▸ **Extracted text**
- - -

Health Day: Experts advise FG on commitment to UHC
Experts have called on governments at all tiers on the need for total commitment in the healthcare sector in order to achieve Universal Health Coverage (UHC) for all Nigerians.
The appeal was made on Friday in Ilorin during the 2023 World Health Day celebration, organised by the University of Ilorin Teaching Hospital (UITH), with the theme: “Health for All”.
In his presentation, Mr Adelaja Abereoran, the National Health Insurance Authority (NHIA), Zonal Coordinator, North Central ‘A’ Zonal office, observed that UHC advocates a holistic approach to health, taking into consideration other determinants of health beyond healthcare.
According to him, there are social determinants of health which include water, sanitation, education, agriculture, culture and religion.
He noted that the issue of qualitative health should also focus on access to facilities and to financial risk protection, through health insurance and promotion of healthy living.
Abereoran recommended that to achieve health for all “there is need for equity in access to health services, and everyone who needs services should get them, not only those who can pay for them”.
“The quality of health services should be good enough to improve the health of those receiving services; and people should be protected against financial risk, ensuring financial harm,” he said.
He described health insurance as a system of advanced financing of medical expenses through contributions, or premium paid into a common fund or pool, to pay for all or part of specified health services (usually referred to as benefit package).
The NHIA boss said it is important for national, regional governments as well as partners and healthcare institutions to take proactive measures in prioritising health.
“Universal Health Coverage (UHC) is achievable by 2030 given appropriate legislations, implementation of policies, programmes and collaborative partnerships among stakeholders.
“The NHIA will continue to promote health insurance and put in place programmes that will facilitate the goal of health for all now and always until Nigeria fully achieves Universal Health Coverage,” he said.

- - -

▸ **Available data**

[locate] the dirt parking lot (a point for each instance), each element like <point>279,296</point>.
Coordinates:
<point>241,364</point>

- - -

▸ **Assigned task 1**
From the World Health Day article, extract the passage from "In his presentation, Mr" to "health beyond healthcare.".
▸ **Assigned task 2**
According to the World Health Day article, who organized the 2023 World Health Day celebration in Ilorin?

▸ **Answer section 1**
In his presentation, Mr Adelaja Abereoran, the National Health Insurance Authority (NHIA), Zonal Coordinator, North Central ‘A’ Zonal office, observed that UHC advocates a holistic approach to health, taking into consideration other determinants of health beyond healthcare.

▸ **Answer section 2**
The University of Ilorin Teaching Hospital (UITH).